• Text to read:
# SCRIVENER Q: Pasting from Word to Scrivener - formatting



## Lyoung (Oct 21, 2013)

Hi All:

I've decided to give Scrivener a go since you can just have Scrivener do all the work re: formatting and creating your ebook.

However, when I cut and paste from a Word doc to a Scrivener text document, the alignment and formatting goes weird. I've hit "compile" as a tester and the indentation, paragraph breaks, etc. are all wrong.

I've Googled this, but I may not be inputting the correct search terms.

Does anyone know how to re-format Word doc pastes into Scrivener so that it'll come out ok in the end?

Thank you!


----------



## ShayneRutherford (Mar 24, 2014)

Don't paste. Import. It's much easier.


----------



## Lyoung (Oct 21, 2013)

ShayneRutherford said:


> Don't paste. Import. It's much easier.


What the what! Import? There is such a thing?

And this is why I'm a tech failure. I shall look into this.

Thank you!


----------



## CraigInOregon (Aug 6, 2010)

ShayneRutherford said:


> Don't paste. Import. It's much easier.


+1


----------



## ShayneRutherford (Mar 24, 2014)

I think it's under File, about halfway down. You can even tell it to split into chapters.


----------



## Lyoung (Oct 21, 2013)

ShayneRutherford said:


> I think it's under File, about halfway down. You can even tell it to split into chapters.


I did import, but the indentation is still very shallow.  Is Word's indentation not enough for Scrivener?


----------



## ShayneRutherford (Mar 24, 2014)

Lydia Young said:


> I did import, but the indentation is still very shallow.  Is Word's indentation not enough for Scrivener?


Just to clarify, do you want there to be a little indentation, or a big one, or not one?

IIRC, what you see indentation-wise in Scrivener is not indicative of what you see when you compile back out to Word.


----------



## ShayneRutherford (Mar 24, 2014)

Also, when you say 'so it will come out okay in the end', do you mean it will look okay in Scrivener while you're working on it? Or when you compile it to ebook when you're ready to publish?


----------



## Lyoung (Oct 21, 2013)

ShayneRutherford said:


> Also, when you say 'so it will come out okay in the end', do you mean it will look okay in Scrivener while you're working on it? Or when you compile it to ebook when you're ready to publish?


When it comes out in ebook format to publish. That's pretty much the only reason why I'm using Scrivener.

In terms of indentation, I just would like normal indentation when it's compiled into ebook format (.epub or .mobi). Right now, when I compile it to .epub, the indentation is so shallow that it *almost* looks like there's no indentation.


----------



## ShayneRutherford (Mar 24, 2014)

I haven't used it for compiling to ebook yet, just RTF, but it's going to be similar. When you click compile there's a smaller menu and then a full menu where you can choose all your settings and page layout, etc. It's a tab at the top of the compile window thingy.


----------



## Thisiswhywecan&#039;thavenicethings (May 3, 2013)

Try this. Highlight and copy your Word document and then in Scrivener, select "paste and match style".


----------



## ShayneRutherford (Mar 24, 2014)

ReGina W said:


> Try this. Highlight and copy your Word document and then in Scrivener, select "paste and match style".


Scrivener's compile feature controls the way the output ebook looks. I don't think paste and match will effect the output product at all.

Instead, choose Compile > All Options > Formatting, and make your adjustments there.


----------



## Lyoung (Oct 21, 2013)

• Work to do:
(A) In the forum thread, which menu path does ShayneRutherford recommend for adjusting how the ebook output is formatted?
(B) Copy the forum thread word for word, from "When it comes" to "there's no indentation.".

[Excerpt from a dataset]
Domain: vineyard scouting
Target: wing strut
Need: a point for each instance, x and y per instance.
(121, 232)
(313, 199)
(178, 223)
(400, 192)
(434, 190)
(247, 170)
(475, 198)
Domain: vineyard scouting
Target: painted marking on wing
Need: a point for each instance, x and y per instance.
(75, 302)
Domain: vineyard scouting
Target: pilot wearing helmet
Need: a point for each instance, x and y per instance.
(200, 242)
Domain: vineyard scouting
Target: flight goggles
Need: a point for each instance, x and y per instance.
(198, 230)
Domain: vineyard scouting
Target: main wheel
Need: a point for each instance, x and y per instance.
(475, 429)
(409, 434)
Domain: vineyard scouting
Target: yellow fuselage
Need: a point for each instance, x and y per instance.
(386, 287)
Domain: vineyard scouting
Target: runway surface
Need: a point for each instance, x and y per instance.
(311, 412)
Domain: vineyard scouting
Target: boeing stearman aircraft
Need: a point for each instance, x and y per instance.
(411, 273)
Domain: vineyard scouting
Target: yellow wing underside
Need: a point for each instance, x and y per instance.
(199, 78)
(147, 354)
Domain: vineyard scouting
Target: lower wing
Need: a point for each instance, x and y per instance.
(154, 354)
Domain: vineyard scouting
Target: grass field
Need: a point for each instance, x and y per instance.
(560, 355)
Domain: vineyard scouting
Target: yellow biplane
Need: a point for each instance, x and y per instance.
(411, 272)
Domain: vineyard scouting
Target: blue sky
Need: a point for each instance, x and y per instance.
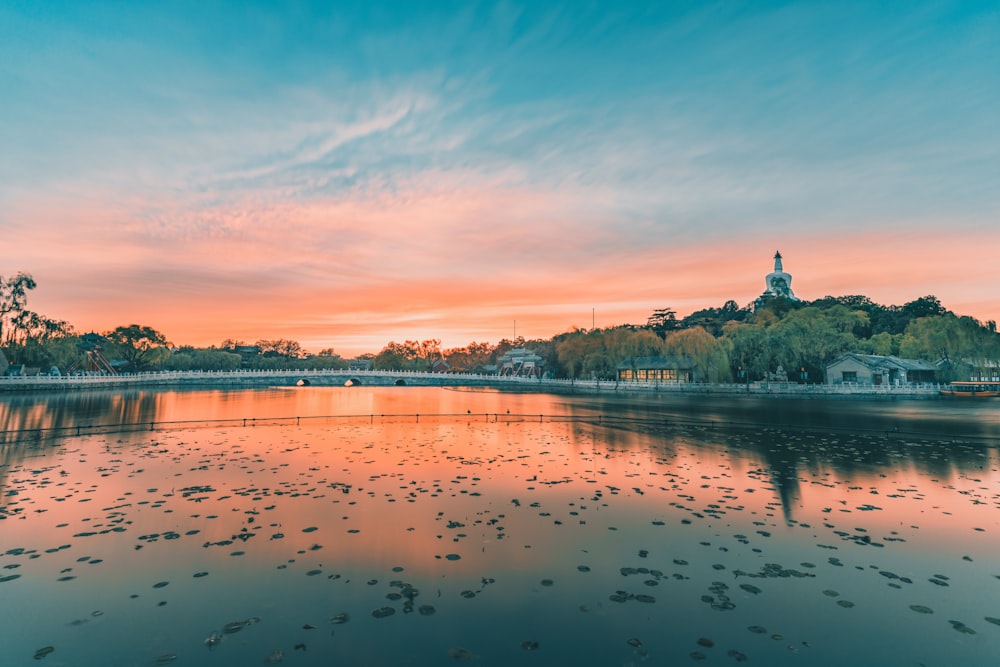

• Results:
(A) Compile > All Options > Formatting

(B)
When it comes out in ebook format to publish. That's pretty much the only reason why I'm using Scrivener.

In terms of indentation, I just would like normal indentation when it's compiled into ebook format (.epub or .mobi). Right now, when I compile it to .epub, the indentation is so shallow that it *almost* looks like there's no indentation.